O que fazer — Pode transcrever, sem qualquer alteração, a passagem do trecho sobre o n.º 3 do artigo 82.º que vai de "9. A fundamentação" até "o retarda intoleravelmente.", incluindo ambas as expressões?

9. A fundamentação é deficiente por não se alicerçar corretamente no disposto no n.º 3 do artigo 82.º, na medida em que inverte absolutamente a sua lógica por se basear num mero incidente para fundamentar o atraso no decurso da audiência, quando em alternativa deveria verificar a data em que estava marcado o julgamento e fazer a análise se aquilo que se impunha fazer seria ou não susceptível de retardar intoleravelmente o processo penal. Ao fazê-lo o Tribunal decidiu contra legem.
10. Significa que não se encontra, nem parece ser possível fundamentar, a existência de qualquer desvantagem para o processo penal, pois o pedido de reembolso e o referido incidente, conforme melhor demonstrado supra, pela sua simplicidade não o retarda intoleravelmente.

Dados fornecidos —

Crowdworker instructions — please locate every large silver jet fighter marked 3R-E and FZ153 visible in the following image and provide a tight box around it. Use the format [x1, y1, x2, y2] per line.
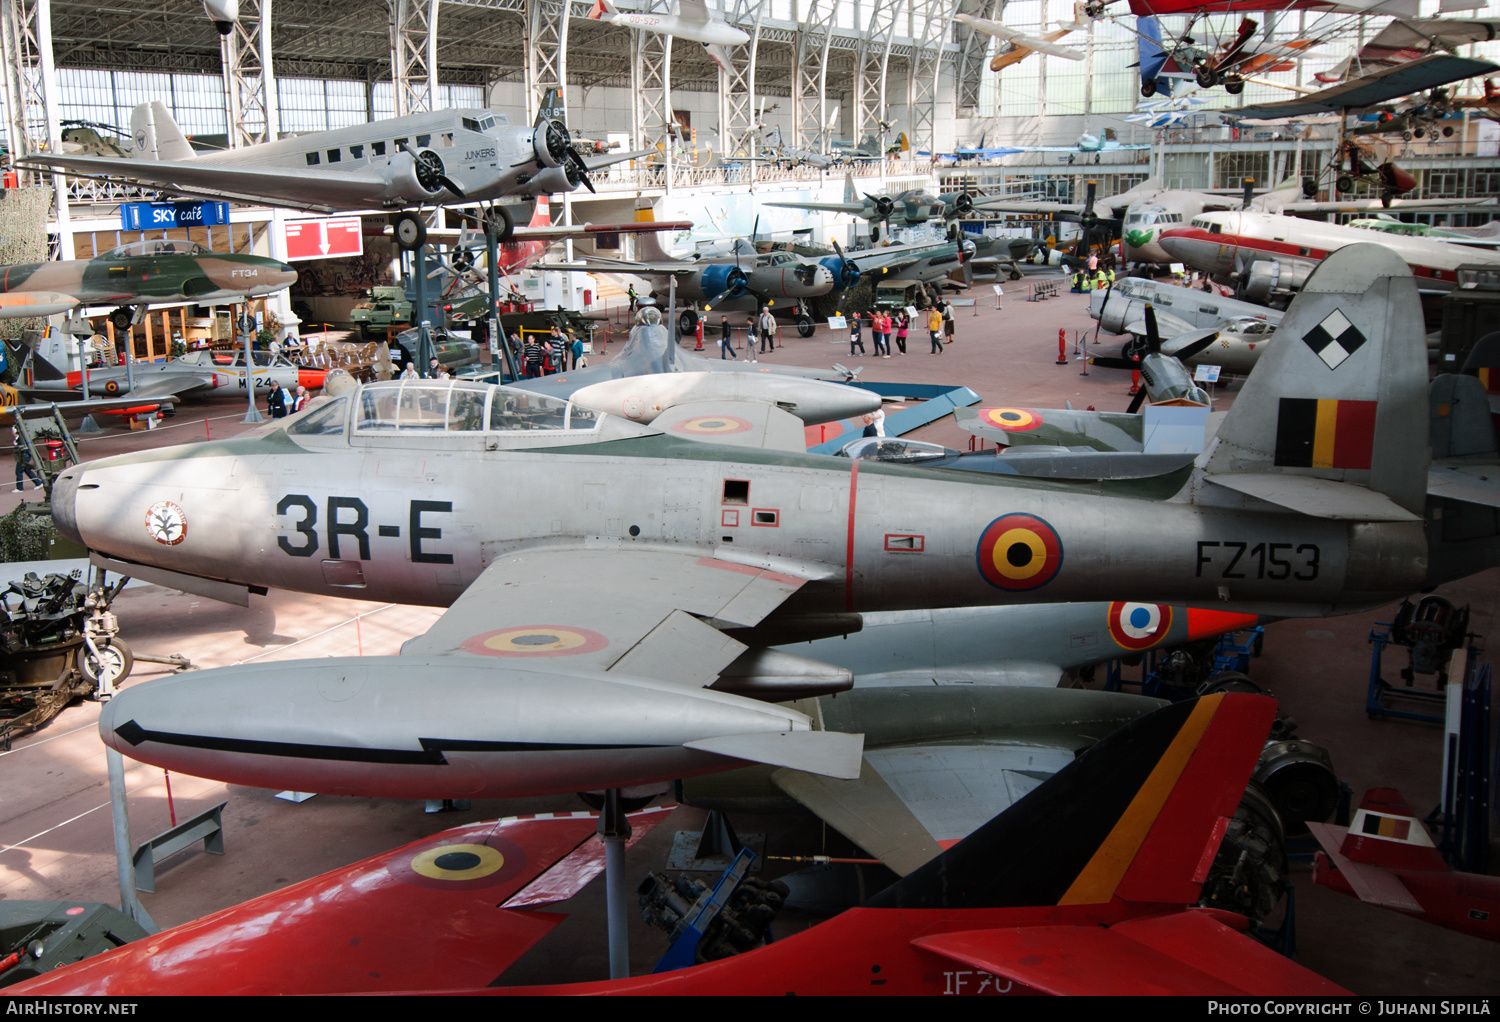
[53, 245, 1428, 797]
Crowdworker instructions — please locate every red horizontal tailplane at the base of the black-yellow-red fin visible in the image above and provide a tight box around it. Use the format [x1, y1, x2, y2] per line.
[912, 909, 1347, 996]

Sua resposta —
9. A fundamentação é deficiente por não se alicerçar corretamente no disposto no n.º 3 do artigo 82.º, na medida em que inverte absolutamente a sua lógica por se basear num mero incidente para fundamentar o atraso no decurso da audiência, quando em alternativa deveria verificar a data em que estava marcado o julgamento e fazer a análise se aquilo que se impunha fazer seria ou não susceptível de retardar intoleravelmente o processo penal. Ao fazê-lo o Tribunal decidiu contra legem.
10. Significa que não se encontra, nem parece ser possível fundamentar, a existência de qualquer desvantagem para o processo penal, pois o pedido de reembolso e o referido incidente, conforme melhor demonstrado supra, pela sua simplicidade não o retarda intoleravelmente.